* **Quellenauszug**
Attendorn/Siegen. 33-jähriger ist am Landgericht Siegen angeklagt. Der Attendorner handelte aus einer finanziellen Notlage heraus.

Es ist ein massiver Vorwurf. Wegen bewaffneten Handeltreibens mit Drogen ist ein Attendorner vor der 1. Großen Strafkammer des Landgerichtes Siegen angeklagt. Und für diese Straftat sieht der Gesetzgeber eine Freiheitsstrafe von mindestens fünf Jahren vor. Bei der Durchsuchung der Wohnung des 33-Jährigen am 28. Januar 2020 in Attendorn wurde die Polizei fündig. Die Ermittler stellten 217 Gramm Marihuana, einen Schlagring, einen Baseballschläger, eine Taschenlampe mit einem Elektroschocker und 2150 Euro Bargeld sicher. Zudem entdeckten sie im Dachgeschoss eine Cannabis-Plantage mit umfangreichem Zubehör zur Aufzucht der Pflanzen.

Der Attendorner konsumiert nach eigenen Angaben seit dem 16. Lebensjahr Marihuana. Mit 18 flog er zu Hause raus, seinen Vater hat er nie kennengelernt. „Meine Mutter hatte mich vor die Tür gesetzt und ich musste sehen, wie ich mit meinem Leben zurechtkomme“, berichtete er im Gerichtssaal. Er sei obdachlos gewesen, später lernte er dann seine Frau kennen, mit der er heute drei Kinder hat, auf die er stolz ist: „Die haben alle die schlechten Eigenschaften, die ich habe, nicht.“

Voll schuldfähig

Sachverständiger Dr. Thomas Schlömer, Facharzt für Psychiatrie und Psychotherapie, bezeichnete den Angeklagten als „freundlich und kooperativ“. So präsentiert er sich auch während der Verhandlung. Der Gutachter sah keinen Hinweis auf eine Persönlichkeitsstörung: „Der Cannabis-Missbrauch ist keine schwere Störung. Es gibt keinen Anhalt, dass er gravierende psychopathologische Auswirkungen hat. Es ist von voller Schuldfähigkeit auszugehen.“

Ursprünglich war auch die Frau des 33-Jährigen am Landgericht angeklagt. Für sie gab es aber am ersten Verhandlungstag einen Freispruch. „Sie hat beim Anbau und Verkauf nicht mitgemacht. Und so etwas zu dulden, ist keine Straftat“, hatte die Vorsitzender Richterin Elfriede Dreisbach gesagt.

* **Auflistung**
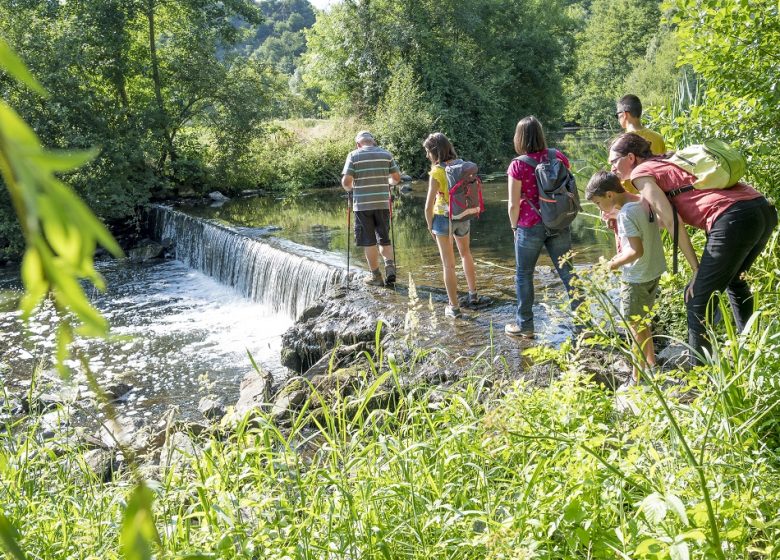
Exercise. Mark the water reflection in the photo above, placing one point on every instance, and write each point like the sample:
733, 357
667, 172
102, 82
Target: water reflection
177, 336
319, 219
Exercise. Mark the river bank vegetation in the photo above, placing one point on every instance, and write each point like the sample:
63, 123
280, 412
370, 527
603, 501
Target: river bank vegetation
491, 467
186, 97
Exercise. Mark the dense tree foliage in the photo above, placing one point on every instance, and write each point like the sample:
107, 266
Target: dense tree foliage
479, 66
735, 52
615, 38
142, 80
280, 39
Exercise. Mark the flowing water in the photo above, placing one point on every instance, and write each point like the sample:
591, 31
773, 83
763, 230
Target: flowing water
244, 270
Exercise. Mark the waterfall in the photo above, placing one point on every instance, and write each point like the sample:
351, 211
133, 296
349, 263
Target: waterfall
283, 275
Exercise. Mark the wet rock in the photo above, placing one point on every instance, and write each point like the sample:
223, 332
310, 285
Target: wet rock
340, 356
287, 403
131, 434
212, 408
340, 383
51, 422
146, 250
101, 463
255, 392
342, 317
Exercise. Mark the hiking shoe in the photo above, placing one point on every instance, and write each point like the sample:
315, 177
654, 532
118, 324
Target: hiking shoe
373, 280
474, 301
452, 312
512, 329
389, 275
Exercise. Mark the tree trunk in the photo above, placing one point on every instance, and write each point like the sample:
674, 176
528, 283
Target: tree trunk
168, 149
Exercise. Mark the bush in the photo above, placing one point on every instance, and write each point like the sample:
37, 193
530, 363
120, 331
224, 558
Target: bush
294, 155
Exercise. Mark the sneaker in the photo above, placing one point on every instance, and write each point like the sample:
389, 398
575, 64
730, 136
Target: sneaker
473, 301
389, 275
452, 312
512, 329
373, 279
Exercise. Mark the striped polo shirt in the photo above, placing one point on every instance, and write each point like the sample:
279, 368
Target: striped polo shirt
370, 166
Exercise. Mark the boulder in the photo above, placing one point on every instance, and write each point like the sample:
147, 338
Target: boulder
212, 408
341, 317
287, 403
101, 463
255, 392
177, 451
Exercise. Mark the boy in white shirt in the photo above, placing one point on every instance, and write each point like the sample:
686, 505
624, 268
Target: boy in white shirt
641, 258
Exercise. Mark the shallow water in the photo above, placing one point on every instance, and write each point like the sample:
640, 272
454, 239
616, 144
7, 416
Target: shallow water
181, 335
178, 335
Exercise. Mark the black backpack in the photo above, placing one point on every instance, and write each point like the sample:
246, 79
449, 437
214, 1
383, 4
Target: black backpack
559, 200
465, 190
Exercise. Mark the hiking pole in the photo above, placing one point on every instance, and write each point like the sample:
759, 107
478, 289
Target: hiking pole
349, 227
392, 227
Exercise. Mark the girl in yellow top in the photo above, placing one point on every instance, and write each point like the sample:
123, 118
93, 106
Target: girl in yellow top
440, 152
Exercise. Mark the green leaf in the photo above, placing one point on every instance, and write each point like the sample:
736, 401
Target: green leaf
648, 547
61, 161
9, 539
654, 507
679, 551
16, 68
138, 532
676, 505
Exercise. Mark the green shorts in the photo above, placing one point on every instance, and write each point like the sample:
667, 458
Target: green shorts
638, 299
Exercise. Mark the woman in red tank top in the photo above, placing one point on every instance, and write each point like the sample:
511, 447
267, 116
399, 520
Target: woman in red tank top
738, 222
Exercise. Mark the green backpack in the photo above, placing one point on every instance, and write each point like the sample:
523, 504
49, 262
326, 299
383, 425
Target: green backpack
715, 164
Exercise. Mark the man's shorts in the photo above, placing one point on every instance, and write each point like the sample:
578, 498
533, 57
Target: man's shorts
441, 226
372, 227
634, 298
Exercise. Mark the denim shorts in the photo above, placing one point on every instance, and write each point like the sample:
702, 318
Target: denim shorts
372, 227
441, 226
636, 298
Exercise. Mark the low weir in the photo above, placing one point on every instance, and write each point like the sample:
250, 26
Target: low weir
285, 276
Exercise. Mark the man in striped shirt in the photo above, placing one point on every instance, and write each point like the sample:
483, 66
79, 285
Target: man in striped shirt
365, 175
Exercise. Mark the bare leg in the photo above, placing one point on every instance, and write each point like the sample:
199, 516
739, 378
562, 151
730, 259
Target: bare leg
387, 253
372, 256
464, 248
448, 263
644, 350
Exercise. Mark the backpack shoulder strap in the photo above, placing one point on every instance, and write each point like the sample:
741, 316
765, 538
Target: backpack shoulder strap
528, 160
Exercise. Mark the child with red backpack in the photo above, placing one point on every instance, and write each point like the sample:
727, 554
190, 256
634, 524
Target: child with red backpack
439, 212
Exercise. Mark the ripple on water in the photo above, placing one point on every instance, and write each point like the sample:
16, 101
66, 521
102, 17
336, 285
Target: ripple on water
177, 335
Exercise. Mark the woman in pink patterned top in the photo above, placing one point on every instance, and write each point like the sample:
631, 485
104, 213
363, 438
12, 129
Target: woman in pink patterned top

* * *

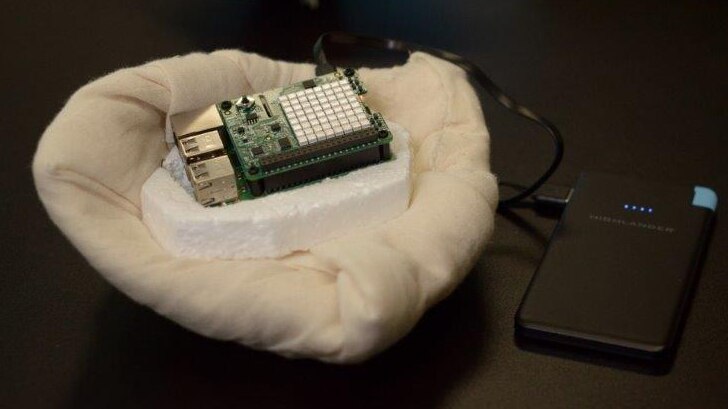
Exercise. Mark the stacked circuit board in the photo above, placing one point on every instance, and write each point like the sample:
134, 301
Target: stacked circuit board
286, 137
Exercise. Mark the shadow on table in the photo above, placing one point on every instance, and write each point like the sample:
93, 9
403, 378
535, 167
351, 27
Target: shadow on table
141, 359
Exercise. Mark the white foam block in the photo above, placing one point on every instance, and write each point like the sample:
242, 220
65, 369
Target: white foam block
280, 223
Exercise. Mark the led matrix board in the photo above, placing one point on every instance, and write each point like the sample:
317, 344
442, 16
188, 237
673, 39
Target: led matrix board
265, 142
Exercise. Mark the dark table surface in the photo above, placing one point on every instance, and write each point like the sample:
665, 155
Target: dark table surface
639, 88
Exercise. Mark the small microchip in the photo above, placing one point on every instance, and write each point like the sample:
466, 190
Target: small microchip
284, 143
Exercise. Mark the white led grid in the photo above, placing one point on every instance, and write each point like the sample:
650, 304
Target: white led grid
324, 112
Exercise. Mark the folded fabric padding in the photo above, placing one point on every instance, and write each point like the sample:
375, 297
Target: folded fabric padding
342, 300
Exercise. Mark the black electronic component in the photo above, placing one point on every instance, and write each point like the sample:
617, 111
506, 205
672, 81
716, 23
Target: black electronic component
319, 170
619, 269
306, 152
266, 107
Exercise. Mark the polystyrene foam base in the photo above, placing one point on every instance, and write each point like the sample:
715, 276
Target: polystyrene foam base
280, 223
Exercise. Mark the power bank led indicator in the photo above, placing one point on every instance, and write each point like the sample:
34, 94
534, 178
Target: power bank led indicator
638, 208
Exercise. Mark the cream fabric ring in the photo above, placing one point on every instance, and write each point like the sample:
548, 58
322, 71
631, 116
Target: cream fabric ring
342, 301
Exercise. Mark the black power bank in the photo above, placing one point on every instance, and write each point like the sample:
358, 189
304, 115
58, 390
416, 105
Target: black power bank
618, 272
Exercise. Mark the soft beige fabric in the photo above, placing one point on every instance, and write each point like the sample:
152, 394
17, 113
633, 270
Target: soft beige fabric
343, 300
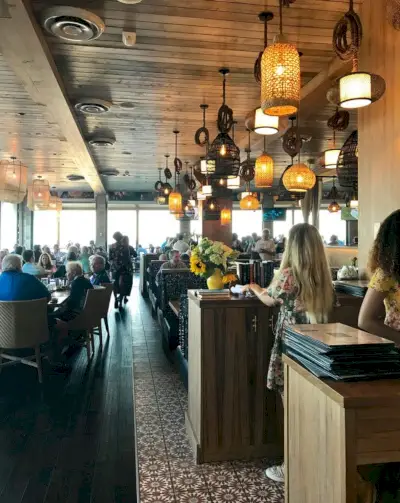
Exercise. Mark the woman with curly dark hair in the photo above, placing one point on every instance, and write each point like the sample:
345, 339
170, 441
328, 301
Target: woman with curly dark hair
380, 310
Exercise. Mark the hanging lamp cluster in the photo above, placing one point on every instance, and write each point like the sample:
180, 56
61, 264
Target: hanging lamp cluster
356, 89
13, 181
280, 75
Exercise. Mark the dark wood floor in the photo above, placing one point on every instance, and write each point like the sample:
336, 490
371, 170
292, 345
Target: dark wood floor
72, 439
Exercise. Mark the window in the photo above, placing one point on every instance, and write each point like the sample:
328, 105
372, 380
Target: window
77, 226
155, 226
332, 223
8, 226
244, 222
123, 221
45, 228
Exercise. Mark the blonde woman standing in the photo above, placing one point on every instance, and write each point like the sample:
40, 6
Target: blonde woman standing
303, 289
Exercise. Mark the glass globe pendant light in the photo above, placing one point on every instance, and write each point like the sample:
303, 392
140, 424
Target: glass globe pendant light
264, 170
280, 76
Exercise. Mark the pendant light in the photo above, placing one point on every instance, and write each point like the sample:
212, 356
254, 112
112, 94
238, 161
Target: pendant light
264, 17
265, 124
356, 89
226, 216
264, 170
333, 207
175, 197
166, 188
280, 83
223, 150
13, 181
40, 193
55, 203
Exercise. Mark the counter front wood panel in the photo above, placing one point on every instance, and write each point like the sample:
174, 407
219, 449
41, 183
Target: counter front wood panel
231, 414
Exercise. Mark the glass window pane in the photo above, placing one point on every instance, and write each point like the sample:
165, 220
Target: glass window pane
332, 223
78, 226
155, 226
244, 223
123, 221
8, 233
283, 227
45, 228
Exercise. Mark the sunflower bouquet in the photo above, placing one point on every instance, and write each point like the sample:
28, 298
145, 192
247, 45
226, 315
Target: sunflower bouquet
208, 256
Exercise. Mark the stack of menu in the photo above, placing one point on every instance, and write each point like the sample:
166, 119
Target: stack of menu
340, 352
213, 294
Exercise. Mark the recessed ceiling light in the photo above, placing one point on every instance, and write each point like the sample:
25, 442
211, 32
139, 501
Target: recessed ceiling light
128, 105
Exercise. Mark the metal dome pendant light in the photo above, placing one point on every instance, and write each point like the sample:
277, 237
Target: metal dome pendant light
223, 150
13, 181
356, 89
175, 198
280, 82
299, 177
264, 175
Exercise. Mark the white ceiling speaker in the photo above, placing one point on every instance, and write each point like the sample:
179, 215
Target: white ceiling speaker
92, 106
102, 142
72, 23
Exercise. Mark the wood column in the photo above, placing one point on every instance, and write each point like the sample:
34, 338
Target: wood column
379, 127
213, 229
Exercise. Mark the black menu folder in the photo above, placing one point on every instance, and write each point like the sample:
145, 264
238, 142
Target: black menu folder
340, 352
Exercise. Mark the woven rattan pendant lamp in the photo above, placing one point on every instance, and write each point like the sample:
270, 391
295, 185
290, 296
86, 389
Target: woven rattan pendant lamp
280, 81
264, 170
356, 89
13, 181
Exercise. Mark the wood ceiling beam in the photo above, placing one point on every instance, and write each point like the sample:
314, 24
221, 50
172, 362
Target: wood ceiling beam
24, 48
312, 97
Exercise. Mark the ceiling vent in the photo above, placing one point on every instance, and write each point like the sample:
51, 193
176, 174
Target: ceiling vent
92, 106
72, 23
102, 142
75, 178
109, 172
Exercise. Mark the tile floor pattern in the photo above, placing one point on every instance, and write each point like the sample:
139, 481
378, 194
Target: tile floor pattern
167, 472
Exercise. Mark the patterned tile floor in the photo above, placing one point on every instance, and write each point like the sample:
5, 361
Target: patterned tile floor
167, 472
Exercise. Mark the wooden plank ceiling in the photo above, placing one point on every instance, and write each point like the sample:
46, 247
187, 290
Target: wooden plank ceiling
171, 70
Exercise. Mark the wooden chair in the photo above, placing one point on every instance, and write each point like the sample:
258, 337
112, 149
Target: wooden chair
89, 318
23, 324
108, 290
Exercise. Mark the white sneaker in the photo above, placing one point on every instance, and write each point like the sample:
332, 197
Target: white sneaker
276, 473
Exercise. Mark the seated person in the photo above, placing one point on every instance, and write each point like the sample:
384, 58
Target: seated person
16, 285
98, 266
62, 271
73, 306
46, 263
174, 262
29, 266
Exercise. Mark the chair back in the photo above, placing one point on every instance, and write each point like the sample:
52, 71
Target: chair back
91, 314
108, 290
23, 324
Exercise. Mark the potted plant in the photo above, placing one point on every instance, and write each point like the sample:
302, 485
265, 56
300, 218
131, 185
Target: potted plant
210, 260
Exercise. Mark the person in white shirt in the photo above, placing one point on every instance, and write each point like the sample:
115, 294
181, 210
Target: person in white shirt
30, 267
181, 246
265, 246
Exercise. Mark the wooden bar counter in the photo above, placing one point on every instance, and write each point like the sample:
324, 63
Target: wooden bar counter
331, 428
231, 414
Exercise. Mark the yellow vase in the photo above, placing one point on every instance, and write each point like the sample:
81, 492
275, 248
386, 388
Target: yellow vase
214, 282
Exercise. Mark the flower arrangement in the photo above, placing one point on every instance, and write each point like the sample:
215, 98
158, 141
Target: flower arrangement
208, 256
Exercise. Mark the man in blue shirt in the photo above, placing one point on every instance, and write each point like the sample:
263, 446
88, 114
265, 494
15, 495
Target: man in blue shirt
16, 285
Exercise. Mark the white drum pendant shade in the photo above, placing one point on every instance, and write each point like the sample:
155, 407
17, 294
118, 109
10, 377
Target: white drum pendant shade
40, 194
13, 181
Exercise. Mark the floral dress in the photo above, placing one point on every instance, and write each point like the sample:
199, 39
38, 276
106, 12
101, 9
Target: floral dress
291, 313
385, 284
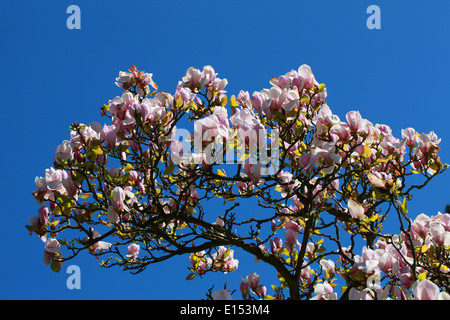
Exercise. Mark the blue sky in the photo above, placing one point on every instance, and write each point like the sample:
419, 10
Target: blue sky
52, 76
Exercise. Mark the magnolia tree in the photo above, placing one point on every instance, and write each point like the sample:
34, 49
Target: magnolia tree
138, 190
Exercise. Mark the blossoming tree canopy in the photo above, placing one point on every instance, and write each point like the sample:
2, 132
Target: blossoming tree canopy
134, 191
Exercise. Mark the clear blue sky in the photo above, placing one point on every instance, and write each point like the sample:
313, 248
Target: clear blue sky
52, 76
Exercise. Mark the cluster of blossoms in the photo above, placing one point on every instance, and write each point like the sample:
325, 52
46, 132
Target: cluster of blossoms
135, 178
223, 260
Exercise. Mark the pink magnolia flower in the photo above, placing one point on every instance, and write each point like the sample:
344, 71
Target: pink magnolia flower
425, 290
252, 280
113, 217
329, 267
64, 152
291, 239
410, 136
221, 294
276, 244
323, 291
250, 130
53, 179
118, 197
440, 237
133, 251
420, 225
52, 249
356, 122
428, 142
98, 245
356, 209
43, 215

* **Arbeitsaufträge**
A – Fassen Sie im Bericht über den Drogenprozess den Absatz, der mit „Der Attendorner konsumiert nach eigenen Angaben“ beginnt, als knappe Stichpunktliste zusammen und behalten Sie dabei die wesentlichen Fakten bei.
B – Führen Sie den Bericht über den Drogenprozess im Anschluss an seinen letzten Satz weiter.
Die Auflistung steht in keinem Zusammenhang mit dem Bericht über den Drogenprozess.

* **Lösungen**
A –
- Konsumiert nach eigenen Angaben seit dem 16. Lebensjahr Marihuana
- Wurde mit 18 von der Mutter vor die Tür gesetzt und hat den Vater nie kennengelernt
- War danach obdachlos
- Lernte später seine Frau kennen und hat mit ihr heute drei Kinder, auf die er stolz ist

B –
Bei der Fortsetzung am Donnerstag standen die Plädoyers von Staatsanwalt und Verteidiger im Mittelpunkt. Die Frau verfolgte diese auf den Zuhörerplätzen. Die Anklage habe sich bestätigt, sagte Staatsanwalt Dennis Lotz: „Der Angeklagte hat gesagt, dass er zur Tatzeit krank war und nicht mehr gewusst habe, wie er seine Familie ernähren sollte. Er habe sich deshalb entschlossen, mit Drogen zu handeln. Im Dachgeschoss und im Wohnzimmer wurde das Marihuana in Behältern gelagert.“ Für die Indoor-Plantage sei im Dachgeschoss eine Zwischenwand eingebaut worden: „Die Töpfe waren frisch mit Cannabis-Samen.“

Der Attendorner habe sich des bewaffneten Handels mit Drogen schuldig gemacht, so der Staatsanwalt: „Es waren gefährliche Gegenstände, die dazu geeignet sind, erhebliche Verletzungen zu verursachen.“ Dennis Lotz erkannte aber auf einen minderschweren Fall (sechs Monate bis zehn Jahre Freiheitsstrafe). Zugunsten des Angeklagten wertete er das Geständnis und seine finanzielle Notlage. Auf der anderen Seite seien gleich mehrere gefährliche Gegenstände im Spiel gewesen. „Es bestand auch die abstrakte Gefahr, dass die Kinder Zugriff darauf hatten.“ Der Staatsanwalt forderte zweieinhalb Jahre Haft.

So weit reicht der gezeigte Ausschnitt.